Your task =
Transcribe the listing verbatim. Do not carry over any pictures.

Record list =
=====
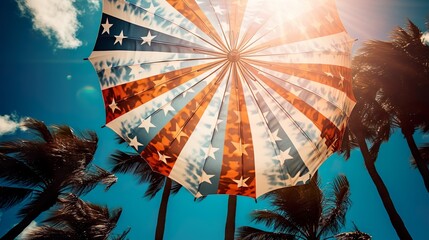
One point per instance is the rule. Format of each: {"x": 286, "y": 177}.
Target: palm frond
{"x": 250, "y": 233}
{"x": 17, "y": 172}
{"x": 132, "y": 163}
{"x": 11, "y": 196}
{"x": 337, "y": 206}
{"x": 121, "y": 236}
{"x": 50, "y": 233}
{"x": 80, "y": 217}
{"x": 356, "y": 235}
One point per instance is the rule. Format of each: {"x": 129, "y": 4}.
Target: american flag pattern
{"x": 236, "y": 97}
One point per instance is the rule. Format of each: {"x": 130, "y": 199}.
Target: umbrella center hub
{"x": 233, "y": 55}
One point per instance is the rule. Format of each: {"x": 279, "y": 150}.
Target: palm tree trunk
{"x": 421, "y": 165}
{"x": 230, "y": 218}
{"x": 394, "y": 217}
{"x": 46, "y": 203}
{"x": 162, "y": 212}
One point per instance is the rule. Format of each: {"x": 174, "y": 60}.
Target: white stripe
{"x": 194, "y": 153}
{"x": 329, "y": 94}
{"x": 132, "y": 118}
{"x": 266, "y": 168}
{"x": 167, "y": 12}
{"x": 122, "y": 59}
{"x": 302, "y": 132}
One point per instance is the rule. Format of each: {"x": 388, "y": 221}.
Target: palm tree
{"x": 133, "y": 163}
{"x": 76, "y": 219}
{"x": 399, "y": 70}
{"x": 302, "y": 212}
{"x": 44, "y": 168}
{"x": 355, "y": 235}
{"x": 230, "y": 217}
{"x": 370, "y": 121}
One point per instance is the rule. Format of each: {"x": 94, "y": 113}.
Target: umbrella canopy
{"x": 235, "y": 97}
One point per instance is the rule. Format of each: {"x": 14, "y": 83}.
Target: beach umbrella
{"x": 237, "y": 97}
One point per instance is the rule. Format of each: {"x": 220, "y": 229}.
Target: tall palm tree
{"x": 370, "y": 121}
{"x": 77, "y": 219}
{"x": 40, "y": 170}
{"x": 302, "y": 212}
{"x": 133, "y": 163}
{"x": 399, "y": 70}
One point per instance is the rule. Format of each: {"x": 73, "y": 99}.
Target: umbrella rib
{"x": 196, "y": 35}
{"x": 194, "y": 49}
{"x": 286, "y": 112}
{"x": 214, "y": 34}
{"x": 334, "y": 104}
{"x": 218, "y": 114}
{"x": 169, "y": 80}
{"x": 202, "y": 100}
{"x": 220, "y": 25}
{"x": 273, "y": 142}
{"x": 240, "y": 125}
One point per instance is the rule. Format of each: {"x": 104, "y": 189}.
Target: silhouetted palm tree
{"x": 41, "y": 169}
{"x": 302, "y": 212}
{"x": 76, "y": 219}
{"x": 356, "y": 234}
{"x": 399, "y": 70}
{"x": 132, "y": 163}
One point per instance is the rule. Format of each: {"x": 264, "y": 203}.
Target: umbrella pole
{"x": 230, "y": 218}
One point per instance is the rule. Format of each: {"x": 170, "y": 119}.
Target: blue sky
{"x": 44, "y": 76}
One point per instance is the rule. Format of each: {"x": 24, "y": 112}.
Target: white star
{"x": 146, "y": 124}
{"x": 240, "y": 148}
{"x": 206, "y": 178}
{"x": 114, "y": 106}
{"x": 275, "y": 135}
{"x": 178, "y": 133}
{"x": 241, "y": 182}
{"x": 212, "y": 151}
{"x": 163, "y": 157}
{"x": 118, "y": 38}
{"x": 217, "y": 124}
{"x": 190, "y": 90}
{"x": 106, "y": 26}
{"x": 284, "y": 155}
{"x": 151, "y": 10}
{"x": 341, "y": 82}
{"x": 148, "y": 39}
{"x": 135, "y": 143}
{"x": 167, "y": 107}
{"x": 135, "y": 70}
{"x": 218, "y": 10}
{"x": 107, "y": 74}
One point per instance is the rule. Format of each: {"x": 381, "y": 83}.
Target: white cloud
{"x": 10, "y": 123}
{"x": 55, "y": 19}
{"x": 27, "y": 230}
=====
Response to this exercise =
One point per instance is the rule. Format of each: {"x": 286, "y": 177}.
Target: palm frond
{"x": 250, "y": 233}
{"x": 17, "y": 172}
{"x": 132, "y": 163}
{"x": 11, "y": 196}
{"x": 337, "y": 206}
{"x": 121, "y": 236}
{"x": 50, "y": 233}
{"x": 80, "y": 217}
{"x": 356, "y": 235}
One point per instance is the rule. Format of each: {"x": 129, "y": 4}.
Target: american flag pattern
{"x": 236, "y": 97}
One point per instance is the rule. Format of each: {"x": 130, "y": 199}.
Target: umbrella center hub
{"x": 233, "y": 55}
One point per instance is the rule. Format of each: {"x": 279, "y": 150}.
Target: palm tree trunk
{"x": 421, "y": 165}
{"x": 230, "y": 218}
{"x": 394, "y": 217}
{"x": 46, "y": 203}
{"x": 162, "y": 212}
One point per instance is the rule. Format of each: {"x": 174, "y": 60}.
Target: white stripe
{"x": 194, "y": 153}
{"x": 329, "y": 94}
{"x": 132, "y": 118}
{"x": 266, "y": 168}
{"x": 167, "y": 12}
{"x": 122, "y": 59}
{"x": 302, "y": 132}
One point per instance is the rule. Format of each: {"x": 388, "y": 221}.
Target: palm tree
{"x": 133, "y": 163}
{"x": 76, "y": 219}
{"x": 399, "y": 70}
{"x": 302, "y": 212}
{"x": 44, "y": 168}
{"x": 355, "y": 235}
{"x": 230, "y": 217}
{"x": 370, "y": 121}
One point per instance is the rule. Format of each: {"x": 94, "y": 113}.
Target: umbrella canopy
{"x": 235, "y": 97}
One point per instance is the rule. Format of each: {"x": 14, "y": 83}.
Target: beach umbrella
{"x": 237, "y": 97}
One point per instance is the rule. Format of each: {"x": 220, "y": 229}.
Target: tall palm tree
{"x": 370, "y": 121}
{"x": 77, "y": 219}
{"x": 40, "y": 170}
{"x": 302, "y": 212}
{"x": 133, "y": 163}
{"x": 399, "y": 70}
One point per instance is the rule. Format of each: {"x": 73, "y": 99}.
Target: umbrella rib
{"x": 196, "y": 35}
{"x": 194, "y": 49}
{"x": 286, "y": 112}
{"x": 214, "y": 34}
{"x": 334, "y": 104}
{"x": 218, "y": 114}
{"x": 169, "y": 80}
{"x": 202, "y": 100}
{"x": 220, "y": 25}
{"x": 273, "y": 142}
{"x": 240, "y": 125}
One point per instance is the rule. Format of each: {"x": 104, "y": 189}.
Target: silhouetted palm tree
{"x": 41, "y": 169}
{"x": 302, "y": 212}
{"x": 76, "y": 219}
{"x": 356, "y": 234}
{"x": 399, "y": 70}
{"x": 132, "y": 163}
One point per instance is the rule. Format of each: {"x": 264, "y": 203}.
Target: umbrella pole
{"x": 230, "y": 218}
One point per instance is the rule. Format of each: {"x": 170, "y": 119}.
Target: blue sky
{"x": 44, "y": 76}
One point per instance is the rule. Format of each: {"x": 24, "y": 112}.
Target: white star
{"x": 146, "y": 124}
{"x": 240, "y": 148}
{"x": 206, "y": 178}
{"x": 114, "y": 106}
{"x": 275, "y": 135}
{"x": 178, "y": 133}
{"x": 241, "y": 182}
{"x": 212, "y": 151}
{"x": 163, "y": 157}
{"x": 118, "y": 38}
{"x": 217, "y": 124}
{"x": 190, "y": 90}
{"x": 106, "y": 26}
{"x": 284, "y": 155}
{"x": 151, "y": 10}
{"x": 341, "y": 82}
{"x": 148, "y": 39}
{"x": 135, "y": 143}
{"x": 167, "y": 107}
{"x": 135, "y": 70}
{"x": 218, "y": 10}
{"x": 107, "y": 74}
One point per instance is the rule. Format of each: {"x": 381, "y": 83}.
Target: white cloud
{"x": 10, "y": 123}
{"x": 55, "y": 19}
{"x": 27, "y": 230}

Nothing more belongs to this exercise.